Passage given -
--- --- ---

Thank you, I can very much appreciate where you are coming from, and understand exactly what it is you are saying. Pamor is the incorrect term.
I had moved on from the term pamor and called it a feature though.

I rely heavily on learned Malaysian friends and others for some of the finer points on Malay Keris lore, often bouncing thoughts, ideas and quandaries off them whilst I flesh through the myriad of complexities, refer to books, institute collections and elsewhere to gather and or confirm data found and discuss. Often detail is lost in translation and my more my interpretation.
I have been assured though, the feature itself though is Alif and culturally considered Alif.

As a side note, TBH, until last week I had NO idea that the form of the Saras Jarum sepucuk was in the design, representant of lam and Alif. Not pamor I know, but representative of the characters, much like my thoughts on this Java blade's features being that of Arjuna Sasrabahu, the thread however died a natural death as I don't think such design elements are touched upon often enough to be explored to their full potential. http://www.vikingsword.com/vb/showthread.php?t=28924

On the snippet shared, which I've called the Alif feature, the blade perhaps needs to be viewed under glass in hand.
I believe it is mechanically planned to open at the three Alif points. Whilst the thicker base and mid sections have what could be considered a post forging additions, there is too much variance in width and depth on close examination, and the Alif to the tip has variance in angles like a subtle 5 luk blade.
The blade is a blend of differential steels, and, not true pamor in the purest sense, more like the bark off an old ironbark in a two dimensional sense. A wootz without the finesse... I liken it to a blend of Besi bari lubang jarum, retak arong, and retak kaki lipan when looking at all features.
It has clear contrasting sections of very tiny proportions running the entire length, and I do see within the sections, being the base, middle and tip that carry the Alif feature or motif, a horizontal and vertical layering of differential overlapping metals, like scales if I had to describe it, whilst the sections between are all vertically running differential metals mostly.

Does this suggest the mechanical layering was by design intended to open in these particular three places during the manufacture process?

On the original blade discussed, the "little wandering brook" seems very purposeful in that it opens a on the medial ridge, a fraction above inner triangle, through to just short of the blades tip. The reverse as noted has nil such features.
The blade design leads me to ask, does the blade itself with the triple "v"s represent an inverted "V", Gunungan, or "8" in Arabic?

--- --- ---

Supplied material -
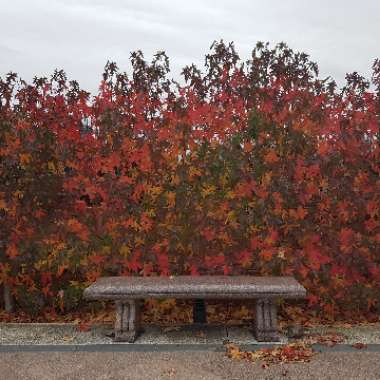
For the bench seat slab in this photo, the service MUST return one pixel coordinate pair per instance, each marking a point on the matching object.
(127, 322)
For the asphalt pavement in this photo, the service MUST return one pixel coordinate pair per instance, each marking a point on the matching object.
(181, 366)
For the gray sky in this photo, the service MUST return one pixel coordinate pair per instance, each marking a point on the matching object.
(79, 36)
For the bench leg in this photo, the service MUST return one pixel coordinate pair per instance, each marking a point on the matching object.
(199, 311)
(127, 323)
(266, 321)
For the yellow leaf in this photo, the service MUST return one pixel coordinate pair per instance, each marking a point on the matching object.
(125, 250)
(208, 190)
(51, 167)
(25, 159)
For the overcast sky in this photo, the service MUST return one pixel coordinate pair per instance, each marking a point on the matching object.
(79, 36)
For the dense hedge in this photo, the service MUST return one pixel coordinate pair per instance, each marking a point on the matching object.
(255, 168)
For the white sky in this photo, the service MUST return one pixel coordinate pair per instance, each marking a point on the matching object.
(79, 36)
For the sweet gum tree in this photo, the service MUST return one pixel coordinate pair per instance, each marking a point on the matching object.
(256, 167)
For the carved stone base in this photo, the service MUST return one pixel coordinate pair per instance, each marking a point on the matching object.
(127, 323)
(266, 321)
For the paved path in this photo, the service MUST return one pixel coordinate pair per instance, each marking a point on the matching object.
(181, 366)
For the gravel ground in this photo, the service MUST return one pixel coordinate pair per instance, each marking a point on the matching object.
(69, 334)
(181, 366)
(12, 333)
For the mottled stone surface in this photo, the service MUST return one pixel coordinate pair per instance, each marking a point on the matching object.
(128, 291)
(203, 287)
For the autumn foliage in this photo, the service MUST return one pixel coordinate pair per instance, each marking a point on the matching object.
(248, 168)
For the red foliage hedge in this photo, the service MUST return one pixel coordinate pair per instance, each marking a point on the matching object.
(255, 168)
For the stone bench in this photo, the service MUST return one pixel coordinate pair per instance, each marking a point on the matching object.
(127, 292)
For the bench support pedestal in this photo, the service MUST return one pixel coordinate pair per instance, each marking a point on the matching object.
(127, 323)
(265, 327)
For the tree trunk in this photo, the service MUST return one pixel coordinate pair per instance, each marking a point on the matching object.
(8, 301)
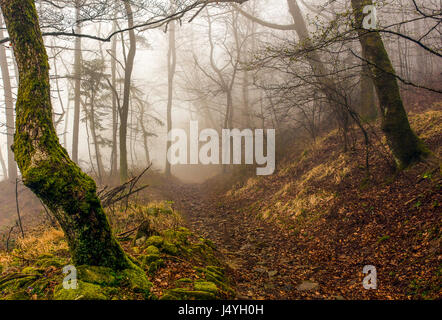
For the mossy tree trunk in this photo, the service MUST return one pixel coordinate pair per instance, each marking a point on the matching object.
(403, 142)
(45, 166)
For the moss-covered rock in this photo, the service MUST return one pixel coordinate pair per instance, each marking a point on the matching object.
(149, 258)
(183, 281)
(156, 241)
(152, 250)
(84, 291)
(155, 266)
(169, 248)
(20, 295)
(46, 261)
(136, 280)
(96, 275)
(32, 270)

--- --- ---

Tasks for this exercise -
1 - In the post about the keris blade, at how many points does the writer believe the blade is mechanically planned to open?
2 - Summarize the post about the keris blade in two sentences.
The entries are separate material and are not part of the post about the keris blade.

Answers per task -
1 - Three, at the three Alif points.

2 - The writer accepts that pamor is the incorrect term, calls the feature Alif on the assurance that it is culturally considered Alif, and believes the blade is mechanically planned to open at the three Alif points. Describing the blade as a blend of differential steels with scale-like overlapping layers in the base, middle and tip, the writer asks whether this layering was meant by design to open there and whether the triple "v"s represent an inverted "V", Gunungan, or "8" in Arabic.